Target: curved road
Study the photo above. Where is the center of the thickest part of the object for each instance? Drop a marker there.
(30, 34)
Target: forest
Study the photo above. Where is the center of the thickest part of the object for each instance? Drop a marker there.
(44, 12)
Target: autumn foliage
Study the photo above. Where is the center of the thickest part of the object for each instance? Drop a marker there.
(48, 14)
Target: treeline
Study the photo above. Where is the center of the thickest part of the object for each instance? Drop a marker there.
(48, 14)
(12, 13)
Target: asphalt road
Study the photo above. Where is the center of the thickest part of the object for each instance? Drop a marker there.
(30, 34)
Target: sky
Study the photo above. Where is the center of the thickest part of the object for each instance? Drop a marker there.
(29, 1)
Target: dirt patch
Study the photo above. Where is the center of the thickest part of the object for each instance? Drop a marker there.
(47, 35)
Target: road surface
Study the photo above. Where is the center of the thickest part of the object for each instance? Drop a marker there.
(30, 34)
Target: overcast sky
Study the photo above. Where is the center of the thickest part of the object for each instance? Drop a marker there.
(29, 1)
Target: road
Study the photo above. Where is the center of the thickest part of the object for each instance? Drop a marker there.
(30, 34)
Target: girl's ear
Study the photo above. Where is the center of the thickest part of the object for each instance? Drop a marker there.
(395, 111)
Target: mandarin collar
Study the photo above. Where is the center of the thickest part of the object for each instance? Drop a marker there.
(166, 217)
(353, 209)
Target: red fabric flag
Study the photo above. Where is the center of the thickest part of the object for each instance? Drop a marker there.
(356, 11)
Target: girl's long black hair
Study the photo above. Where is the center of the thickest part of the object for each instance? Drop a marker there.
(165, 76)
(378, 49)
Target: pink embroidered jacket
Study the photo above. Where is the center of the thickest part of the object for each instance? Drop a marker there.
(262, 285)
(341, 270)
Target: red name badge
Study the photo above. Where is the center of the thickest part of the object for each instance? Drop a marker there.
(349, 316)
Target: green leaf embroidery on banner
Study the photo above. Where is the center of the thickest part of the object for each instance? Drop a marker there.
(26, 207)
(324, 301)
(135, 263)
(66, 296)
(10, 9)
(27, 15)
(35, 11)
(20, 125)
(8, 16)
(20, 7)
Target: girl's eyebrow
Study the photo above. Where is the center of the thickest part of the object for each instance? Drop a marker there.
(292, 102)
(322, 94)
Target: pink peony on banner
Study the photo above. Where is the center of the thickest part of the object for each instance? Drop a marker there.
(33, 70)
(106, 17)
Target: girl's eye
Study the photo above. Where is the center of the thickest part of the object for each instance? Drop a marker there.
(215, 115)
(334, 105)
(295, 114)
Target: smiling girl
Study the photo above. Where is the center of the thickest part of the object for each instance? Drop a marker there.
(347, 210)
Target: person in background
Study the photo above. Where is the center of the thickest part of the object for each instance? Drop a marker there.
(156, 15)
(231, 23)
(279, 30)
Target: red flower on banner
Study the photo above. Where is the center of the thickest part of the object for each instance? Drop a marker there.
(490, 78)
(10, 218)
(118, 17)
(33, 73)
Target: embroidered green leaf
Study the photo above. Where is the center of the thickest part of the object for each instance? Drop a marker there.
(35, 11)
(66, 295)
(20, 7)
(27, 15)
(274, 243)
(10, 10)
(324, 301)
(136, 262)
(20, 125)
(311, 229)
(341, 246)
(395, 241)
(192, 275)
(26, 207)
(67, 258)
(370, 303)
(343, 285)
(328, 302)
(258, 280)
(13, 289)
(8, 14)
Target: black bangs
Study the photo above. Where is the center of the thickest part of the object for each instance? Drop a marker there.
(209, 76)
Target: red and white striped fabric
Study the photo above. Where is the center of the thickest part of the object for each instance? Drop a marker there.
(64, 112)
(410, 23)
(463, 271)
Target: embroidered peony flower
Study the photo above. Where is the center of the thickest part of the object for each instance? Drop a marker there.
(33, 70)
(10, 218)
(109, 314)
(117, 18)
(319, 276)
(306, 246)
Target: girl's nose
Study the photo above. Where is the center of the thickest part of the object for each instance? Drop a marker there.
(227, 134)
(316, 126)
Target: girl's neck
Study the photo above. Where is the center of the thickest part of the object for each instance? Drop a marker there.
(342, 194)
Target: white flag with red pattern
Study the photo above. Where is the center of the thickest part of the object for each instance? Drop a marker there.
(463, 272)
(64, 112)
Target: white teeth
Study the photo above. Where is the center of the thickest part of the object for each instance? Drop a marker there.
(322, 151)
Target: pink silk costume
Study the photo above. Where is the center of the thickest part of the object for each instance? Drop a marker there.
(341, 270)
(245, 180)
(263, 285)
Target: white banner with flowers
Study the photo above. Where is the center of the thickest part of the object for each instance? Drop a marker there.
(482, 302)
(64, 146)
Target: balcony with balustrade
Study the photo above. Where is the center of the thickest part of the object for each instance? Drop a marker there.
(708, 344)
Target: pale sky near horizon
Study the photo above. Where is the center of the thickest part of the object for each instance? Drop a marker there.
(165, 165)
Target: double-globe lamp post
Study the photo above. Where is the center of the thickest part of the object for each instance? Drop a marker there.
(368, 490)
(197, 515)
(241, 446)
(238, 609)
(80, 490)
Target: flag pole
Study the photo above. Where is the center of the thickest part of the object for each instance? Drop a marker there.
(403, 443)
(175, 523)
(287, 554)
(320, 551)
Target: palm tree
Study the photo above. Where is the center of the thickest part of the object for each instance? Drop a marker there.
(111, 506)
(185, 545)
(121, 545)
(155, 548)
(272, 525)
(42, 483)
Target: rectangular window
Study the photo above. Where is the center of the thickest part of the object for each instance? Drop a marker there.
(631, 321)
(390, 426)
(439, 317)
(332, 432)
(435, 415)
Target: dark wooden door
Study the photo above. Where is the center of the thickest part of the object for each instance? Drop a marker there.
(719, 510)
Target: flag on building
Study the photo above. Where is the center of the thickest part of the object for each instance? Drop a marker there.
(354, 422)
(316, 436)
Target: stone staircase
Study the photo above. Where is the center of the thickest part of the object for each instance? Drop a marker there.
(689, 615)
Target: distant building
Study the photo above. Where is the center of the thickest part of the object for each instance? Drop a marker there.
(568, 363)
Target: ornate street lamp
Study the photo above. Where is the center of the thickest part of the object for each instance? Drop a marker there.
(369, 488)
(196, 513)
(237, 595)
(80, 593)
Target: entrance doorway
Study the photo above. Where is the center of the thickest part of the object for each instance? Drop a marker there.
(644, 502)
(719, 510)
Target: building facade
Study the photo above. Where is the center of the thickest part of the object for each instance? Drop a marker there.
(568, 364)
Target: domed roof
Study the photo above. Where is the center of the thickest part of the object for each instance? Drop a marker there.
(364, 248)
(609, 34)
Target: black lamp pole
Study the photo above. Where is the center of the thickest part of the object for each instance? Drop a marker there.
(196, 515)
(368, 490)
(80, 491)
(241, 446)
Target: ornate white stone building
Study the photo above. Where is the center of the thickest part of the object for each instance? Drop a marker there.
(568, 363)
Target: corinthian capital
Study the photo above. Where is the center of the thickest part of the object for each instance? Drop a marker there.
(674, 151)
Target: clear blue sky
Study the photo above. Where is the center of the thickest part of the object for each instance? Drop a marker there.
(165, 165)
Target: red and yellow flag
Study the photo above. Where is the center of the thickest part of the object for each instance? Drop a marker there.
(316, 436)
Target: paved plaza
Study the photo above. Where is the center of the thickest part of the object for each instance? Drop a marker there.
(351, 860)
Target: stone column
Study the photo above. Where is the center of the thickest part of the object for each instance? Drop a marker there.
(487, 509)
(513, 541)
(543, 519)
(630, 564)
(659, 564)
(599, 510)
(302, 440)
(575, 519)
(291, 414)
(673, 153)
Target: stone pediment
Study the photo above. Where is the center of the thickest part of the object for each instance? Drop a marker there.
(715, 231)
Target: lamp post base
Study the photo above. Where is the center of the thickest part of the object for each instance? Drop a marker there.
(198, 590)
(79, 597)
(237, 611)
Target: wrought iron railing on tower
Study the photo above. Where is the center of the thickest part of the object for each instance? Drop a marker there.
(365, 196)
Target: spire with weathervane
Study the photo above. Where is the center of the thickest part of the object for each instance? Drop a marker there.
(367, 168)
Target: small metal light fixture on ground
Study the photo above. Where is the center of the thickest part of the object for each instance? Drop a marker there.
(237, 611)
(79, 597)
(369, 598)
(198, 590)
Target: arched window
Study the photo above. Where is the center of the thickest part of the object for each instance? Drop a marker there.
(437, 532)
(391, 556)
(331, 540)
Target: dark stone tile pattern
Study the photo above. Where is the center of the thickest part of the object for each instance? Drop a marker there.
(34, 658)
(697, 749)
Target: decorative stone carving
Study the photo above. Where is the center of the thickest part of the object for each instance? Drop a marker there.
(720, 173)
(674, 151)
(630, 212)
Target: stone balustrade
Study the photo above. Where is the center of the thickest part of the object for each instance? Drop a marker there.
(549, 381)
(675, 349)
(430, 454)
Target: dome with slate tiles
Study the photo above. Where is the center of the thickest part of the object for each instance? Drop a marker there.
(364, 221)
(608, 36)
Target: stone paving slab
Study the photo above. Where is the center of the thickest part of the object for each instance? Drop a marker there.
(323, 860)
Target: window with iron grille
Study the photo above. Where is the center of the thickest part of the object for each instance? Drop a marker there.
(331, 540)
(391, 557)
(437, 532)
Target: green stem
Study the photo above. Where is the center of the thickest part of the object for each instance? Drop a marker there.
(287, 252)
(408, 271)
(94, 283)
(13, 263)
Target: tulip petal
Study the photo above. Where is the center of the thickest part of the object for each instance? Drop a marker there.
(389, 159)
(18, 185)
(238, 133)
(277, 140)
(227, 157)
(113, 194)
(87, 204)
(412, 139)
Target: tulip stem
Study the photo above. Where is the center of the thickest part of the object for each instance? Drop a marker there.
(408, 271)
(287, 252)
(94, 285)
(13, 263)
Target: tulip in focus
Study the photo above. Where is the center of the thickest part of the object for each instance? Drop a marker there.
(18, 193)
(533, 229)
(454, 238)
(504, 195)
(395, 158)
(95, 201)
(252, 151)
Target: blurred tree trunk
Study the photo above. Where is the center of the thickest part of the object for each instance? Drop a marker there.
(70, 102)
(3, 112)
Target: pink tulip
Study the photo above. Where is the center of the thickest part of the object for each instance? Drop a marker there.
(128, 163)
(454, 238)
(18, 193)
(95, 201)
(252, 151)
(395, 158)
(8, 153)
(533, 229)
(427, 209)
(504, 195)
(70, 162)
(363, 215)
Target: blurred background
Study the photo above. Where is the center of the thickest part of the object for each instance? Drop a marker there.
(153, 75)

■ ■ ■ ■

__Action item__. Everything from the first line of the records through the line containing "Target: girl's long black hair" is to be set down exactly, while later lines are left out.

__Result of this task__.
Target: curved road
Study the photo above. Where is the center of the thickest part of the object for each instance? Drop a marker there.
(30, 34)
Target: forest
Study the photo above. Where is the center of the thickest part of the object for each instance? Drop a marker there.
(44, 12)
Target: autumn foliage
Study the photo above. Where is the center of the thickest part of the object for each instance? Drop a marker there.
(48, 14)
Target: treeline
Study the photo above. Where is the center of the thickest part of the object for each instance? Drop a marker there.
(48, 14)
(12, 13)
Target: asphalt road
Study the photo above. Where is the center of the thickest part of the object for each instance? Drop a marker there.
(30, 34)
Target: sky
Study the photo above. Where is the center of the thickest part of the object for each instance? Drop a marker there.
(29, 1)
Target: dirt patch
Study the photo above. Where is the center of the thickest part of the object for each instance? Drop a marker there.
(47, 35)
Target: road surface
Study the photo above. Where is the center of the thickest part of the object for each instance? Drop a marker there.
(30, 34)
Target: overcast sky
Study the photo above. Where is the center of the thickest part of the object for each instance? Drop a marker there.
(29, 1)
Target: road
Study the photo above. Where is the center of the thickest part of the object for each instance? Drop a marker there.
(30, 34)
Target: girl's ear
Study the photo above. Where is the center of the thickest part of the object for each instance? Drop a marker there.
(395, 111)
Target: mandarin collar
Study the photo above. Where is the center of the thickest part of the object for each instance? Drop a marker there.
(166, 217)
(353, 209)
Target: red fabric flag
Study the photo above. Where is the center of the thickest part of the object for each instance? Drop a marker there.
(356, 11)
Target: girl's long black hair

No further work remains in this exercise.